** EXERCISE DIRECTIONS **
Your answer must match the entries below word for word.

======== DATA EXTRACTS

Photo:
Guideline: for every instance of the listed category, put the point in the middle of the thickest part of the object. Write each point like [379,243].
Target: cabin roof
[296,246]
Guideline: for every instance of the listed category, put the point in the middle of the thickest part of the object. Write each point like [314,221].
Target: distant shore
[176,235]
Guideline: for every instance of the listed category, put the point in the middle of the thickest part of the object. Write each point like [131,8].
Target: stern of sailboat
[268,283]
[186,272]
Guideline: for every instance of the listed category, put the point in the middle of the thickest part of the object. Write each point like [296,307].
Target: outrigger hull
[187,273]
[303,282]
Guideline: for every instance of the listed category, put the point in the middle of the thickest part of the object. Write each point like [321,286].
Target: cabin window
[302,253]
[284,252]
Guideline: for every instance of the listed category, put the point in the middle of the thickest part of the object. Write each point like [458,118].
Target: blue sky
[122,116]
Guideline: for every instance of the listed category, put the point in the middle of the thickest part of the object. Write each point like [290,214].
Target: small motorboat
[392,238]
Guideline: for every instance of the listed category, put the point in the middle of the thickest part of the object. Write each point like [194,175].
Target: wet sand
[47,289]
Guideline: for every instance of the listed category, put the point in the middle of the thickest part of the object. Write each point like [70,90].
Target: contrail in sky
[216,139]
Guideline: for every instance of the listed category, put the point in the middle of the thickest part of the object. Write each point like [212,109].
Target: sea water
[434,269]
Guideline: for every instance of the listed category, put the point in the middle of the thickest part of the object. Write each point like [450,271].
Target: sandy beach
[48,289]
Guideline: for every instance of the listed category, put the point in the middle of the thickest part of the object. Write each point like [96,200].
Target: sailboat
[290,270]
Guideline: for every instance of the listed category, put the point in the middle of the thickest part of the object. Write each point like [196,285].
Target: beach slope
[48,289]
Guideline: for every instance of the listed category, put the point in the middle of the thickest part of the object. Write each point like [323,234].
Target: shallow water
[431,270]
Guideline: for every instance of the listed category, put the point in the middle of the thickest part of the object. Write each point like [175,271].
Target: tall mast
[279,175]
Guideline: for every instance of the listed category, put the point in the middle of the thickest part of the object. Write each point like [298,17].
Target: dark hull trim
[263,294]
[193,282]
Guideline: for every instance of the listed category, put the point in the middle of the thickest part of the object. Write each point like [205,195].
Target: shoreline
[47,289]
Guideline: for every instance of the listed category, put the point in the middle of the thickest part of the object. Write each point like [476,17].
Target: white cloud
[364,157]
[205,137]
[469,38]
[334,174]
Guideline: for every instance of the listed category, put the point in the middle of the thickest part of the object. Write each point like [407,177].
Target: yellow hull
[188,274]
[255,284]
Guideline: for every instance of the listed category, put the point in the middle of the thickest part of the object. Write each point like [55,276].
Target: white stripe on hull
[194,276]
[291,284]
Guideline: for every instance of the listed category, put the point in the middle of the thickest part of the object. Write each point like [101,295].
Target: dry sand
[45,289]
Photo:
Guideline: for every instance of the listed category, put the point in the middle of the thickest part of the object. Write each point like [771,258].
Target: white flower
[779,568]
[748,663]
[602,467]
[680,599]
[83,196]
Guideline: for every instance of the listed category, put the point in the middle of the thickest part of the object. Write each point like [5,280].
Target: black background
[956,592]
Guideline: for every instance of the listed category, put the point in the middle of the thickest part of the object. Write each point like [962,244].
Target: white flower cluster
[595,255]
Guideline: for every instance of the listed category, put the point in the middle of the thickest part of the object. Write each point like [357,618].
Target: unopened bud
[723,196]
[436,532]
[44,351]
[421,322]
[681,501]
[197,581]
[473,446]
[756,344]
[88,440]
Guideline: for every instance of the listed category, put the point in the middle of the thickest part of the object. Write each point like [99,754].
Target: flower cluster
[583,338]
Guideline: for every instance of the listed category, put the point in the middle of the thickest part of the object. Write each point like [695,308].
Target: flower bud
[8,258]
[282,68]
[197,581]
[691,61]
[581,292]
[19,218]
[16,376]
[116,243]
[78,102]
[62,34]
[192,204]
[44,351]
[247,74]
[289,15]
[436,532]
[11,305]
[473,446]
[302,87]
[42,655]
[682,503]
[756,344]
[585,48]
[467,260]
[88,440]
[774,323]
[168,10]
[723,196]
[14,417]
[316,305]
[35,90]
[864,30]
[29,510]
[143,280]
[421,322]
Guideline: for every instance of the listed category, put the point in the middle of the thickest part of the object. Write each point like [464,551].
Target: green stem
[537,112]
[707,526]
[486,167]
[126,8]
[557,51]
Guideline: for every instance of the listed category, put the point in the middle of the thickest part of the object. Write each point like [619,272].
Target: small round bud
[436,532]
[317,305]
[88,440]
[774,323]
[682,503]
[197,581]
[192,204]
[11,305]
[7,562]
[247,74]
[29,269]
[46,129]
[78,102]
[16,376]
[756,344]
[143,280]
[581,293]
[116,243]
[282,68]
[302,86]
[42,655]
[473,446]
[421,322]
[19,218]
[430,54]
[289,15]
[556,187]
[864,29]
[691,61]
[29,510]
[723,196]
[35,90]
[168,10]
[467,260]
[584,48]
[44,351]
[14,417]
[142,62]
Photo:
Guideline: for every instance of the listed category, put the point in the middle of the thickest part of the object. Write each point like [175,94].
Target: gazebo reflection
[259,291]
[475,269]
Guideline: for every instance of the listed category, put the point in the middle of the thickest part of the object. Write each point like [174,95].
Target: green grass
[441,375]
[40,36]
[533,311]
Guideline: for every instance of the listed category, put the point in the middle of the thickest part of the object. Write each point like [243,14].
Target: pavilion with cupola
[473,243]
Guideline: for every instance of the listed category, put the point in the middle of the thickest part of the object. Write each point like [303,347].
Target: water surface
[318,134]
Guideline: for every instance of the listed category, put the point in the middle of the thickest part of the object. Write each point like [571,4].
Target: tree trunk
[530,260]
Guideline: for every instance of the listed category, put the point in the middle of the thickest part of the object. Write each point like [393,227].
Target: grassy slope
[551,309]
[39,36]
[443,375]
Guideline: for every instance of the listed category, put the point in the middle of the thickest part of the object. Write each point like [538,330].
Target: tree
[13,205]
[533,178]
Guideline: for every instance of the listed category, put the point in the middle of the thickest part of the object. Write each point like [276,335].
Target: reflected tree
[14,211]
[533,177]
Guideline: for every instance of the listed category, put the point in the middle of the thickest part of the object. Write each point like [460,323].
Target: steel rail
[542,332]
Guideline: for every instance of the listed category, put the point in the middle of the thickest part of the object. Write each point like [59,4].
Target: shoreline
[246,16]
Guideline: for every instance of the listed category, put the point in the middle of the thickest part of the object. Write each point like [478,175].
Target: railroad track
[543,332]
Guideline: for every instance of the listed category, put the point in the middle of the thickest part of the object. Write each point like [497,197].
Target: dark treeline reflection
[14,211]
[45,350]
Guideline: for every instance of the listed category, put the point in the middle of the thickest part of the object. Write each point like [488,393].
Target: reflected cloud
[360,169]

================

** SOLUTION BELOW **
Photo:
Guideline: for every instance of the listed category, put the point in the middle of the thickest part of the object. Write each point like [379,243].
Target: cabin roof
[296,246]
Guideline: for every instance of the listed category, put the point in the middle of the thickest part of the object. Write each point like [314,221].
Target: distant shore
[176,235]
Guideline: for every instance of the listed category, put the point in the middle of the thickest part of the object. Write each point like [131,8].
Target: stern of sailboat
[268,283]
[186,272]
Guideline: for every instance of the listed category, put the point in the middle of the thickest part of the object. Write each point like [296,307].
Target: outrigger hull
[187,273]
[303,282]
Guideline: for every instance of the listed category, put the point in the middle of the thickest part of the object. Write each point like [321,286].
Target: cabin window
[302,253]
[284,252]
Guideline: for every instance of the listed category, put the point in the middle of the thickest part of the object. Write each point like [458,118].
Target: blue sky
[122,116]
Guideline: for every instance of the listed category, put the point in the middle of the thickest part of the object. Write each point like [290,214].
Target: small motorboat
[392,238]
Guideline: for every instance of the listed category, put the point in the middle of the thickest part of the object. Write each point like [194,175].
Target: wet sand
[47,289]
Guideline: for every instance of the listed category, put the point in the middle of the thickest part of the object. Write each point like [70,90].
Target: contrail in sky
[216,139]
Guideline: for every instance of the listed category, put the point in the middle of the thickest part of the object. Write each point like [212,109].
Target: sea water
[434,269]
Guideline: for every instance of the listed category, put the point in the middle of the thickest part of the object. Write each point like [450,271].
Target: sandy beach
[48,289]
Guideline: for every instance of the listed category, put the point in the middle of the thickest part of the object. Write each point like [96,200].
Target: sailboat
[290,270]
Guideline: for every instance of the listed category, put the point in the middle of the thickest part of the object. Write each point like [196,285].
Target: beach slope
[48,289]
Guideline: for every instance of the listed category, put the point in the middle of the thickest part of the object. Write each point like [323,234].
Target: shallow water
[431,270]
Guideline: for every instance of the listed category, put the point in the middle of the thickest part of the object. Write each point like [175,271].
Target: tall mast
[279,175]
Guideline: for every instance of the listed category, put the point in the middle of the thickest part of the object. Write each point like [298,17].
Target: dark hull trim
[263,294]
[193,282]
Guideline: for every instance of the listed category, put the point in the middle of the thickest part of the object. Write each point like [205,195].
Target: shoreline
[47,289]
Guideline: for every instance of the listed category, put the point in the middle of the thickest part of the object. Write each point like [476,17].
Target: white cloud
[364,157]
[205,137]
[469,38]
[334,174]
Guideline: for every instance of the listed category, put the point in the middle of the thickest part of the object. Write each point like [407,177].
Target: yellow hull
[188,274]
[255,284]
Guideline: for every instance of the listed category, put the point in the middle of the thickest part of the object. Write each point like [55,276].
Target: white stripe on hull
[194,276]
[291,284]
Guideline: for every instance of the listed category, put the point in the middle of the thickest part of the object. Write each point like [101,295].
Target: dry sand
[45,289]
Photo:
Guideline: for every instance of the listed category, put the point in the middle of the thickest part of the object. Write each point like [771,258].
Target: white flower
[779,568]
[748,663]
[602,467]
[680,599]
[83,196]
Guideline: for every instance of the listed category, put the point in the middle of the thickest part of the object. Write each point like [5,280].
Target: black background
[956,592]
Guideline: for every instance of the listed category, put the point in the middle of the thickest part of the object. Write each point like [962,244].
Target: white flower cluster
[595,255]
Guideline: for every instance of the listed category, put the point in the middle of the thickest part of the object. Write each point like [357,618].
Target: unopened bud
[723,196]
[436,532]
[44,351]
[421,322]
[681,501]
[197,581]
[473,446]
[756,344]
[88,440]
Guideline: for every instance of the listed category, put the point in the middle of the thickest part of the object. Write each point like [99,754].
Target: flower cluster
[583,338]
Guideline: for every instance of the listed category, put the point in the middle of the thickest part of the object. Write each point like [695,308].
Target: flower bud
[8,258]
[282,68]
[197,581]
[691,61]
[581,292]
[19,218]
[16,376]
[116,243]
[78,102]
[62,34]
[192,204]
[44,351]
[247,74]
[289,15]
[436,532]
[11,305]
[473,446]
[302,87]
[42,655]
[682,503]
[756,344]
[585,48]
[467,260]
[88,440]
[774,323]
[168,10]
[723,196]
[14,417]
[316,305]
[35,90]
[864,30]
[29,510]
[143,280]
[421,322]
Guideline: for every instance of the listed category, put the point in the middle of the thickest part of the object. Write each point like [464,551].
Target: green stem
[537,112]
[707,526]
[486,167]
[126,8]
[557,51]
Guideline: for every instance of the listed category, put the point in the middle of the thickest part of the object. Write each point like [619,272].
Target: small round bud
[436,532]
[317,305]
[88,440]
[774,323]
[682,503]
[197,581]
[192,204]
[11,305]
[7,562]
[247,74]
[29,269]
[46,129]
[78,102]
[16,376]
[756,344]
[143,280]
[581,293]
[116,243]
[282,68]
[302,86]
[42,655]
[473,446]
[421,322]
[19,218]
[430,54]
[289,15]
[556,187]
[864,29]
[691,61]
[29,510]
[723,196]
[35,90]
[168,10]
[467,260]
[584,48]
[44,351]
[14,417]
[142,62]
Photo:
Guideline: for every instance of the listed category, put the point in the middle of the thickest part of the object. Write each point like [175,94].
Target: gazebo reflection
[259,291]
[475,269]
Guideline: for every instance of the listed category, put the point in the middle of the thickest part of the object. Write each point like [174,95].
Target: green grass
[441,375]
[40,36]
[533,311]
Guideline: for every instance of the listed category, put the point in the middle of the thickest part of the object. Write each point like [243,14].
Target: pavilion with cupola
[473,243]
Guideline: for every instance of the listed category, put the point in the middle of the thickest part of the object. Write each point like [303,347].
Target: water surface
[318,134]
Guideline: for every instance of the listed category, put the point in the middle of the thickest part of the object. Write each point like [571,4].
Target: tree trunk
[530,260]
Guideline: for every instance of the listed category, put the point in the middle of the thickest part of the object. Write each point like [393,227].
Target: grassy slope
[551,309]
[39,36]
[443,375]
Guideline: for every instance of the listed category, put the point in the middle of the thickest part of the object. Write each point like [538,330].
Target: tree
[13,205]
[533,178]
Guideline: for every instance of the listed category, put the point in the middle of the thickest part of the object. Write each point like [276,335].
Target: reflected tree
[14,211]
[533,177]
Guideline: for every instance of the listed category, put the point in the middle of the thickest part of the object. Write each point like [460,323].
Target: steel rail
[542,332]
Guideline: for every instance of the listed category, put the point in the middle of the thickest part of the object. Write each point like [59,4].
Target: shoreline
[246,16]
Guideline: for every instance of the listed category, put the point in the middle of the thickest part of the object. Write each point like [478,175].
Target: railroad track
[543,332]
Guideline: for every instance of the listed category, put the point in the middle of the thickest part of the object. Write each point like [497,197].
Target: dark treeline reflection
[14,211]
[45,350]
Guideline: for every instance of the listed category, put the point in the middle of the thickest part of the object. Write each point like [488,393].
Target: reflected cloud
[360,169]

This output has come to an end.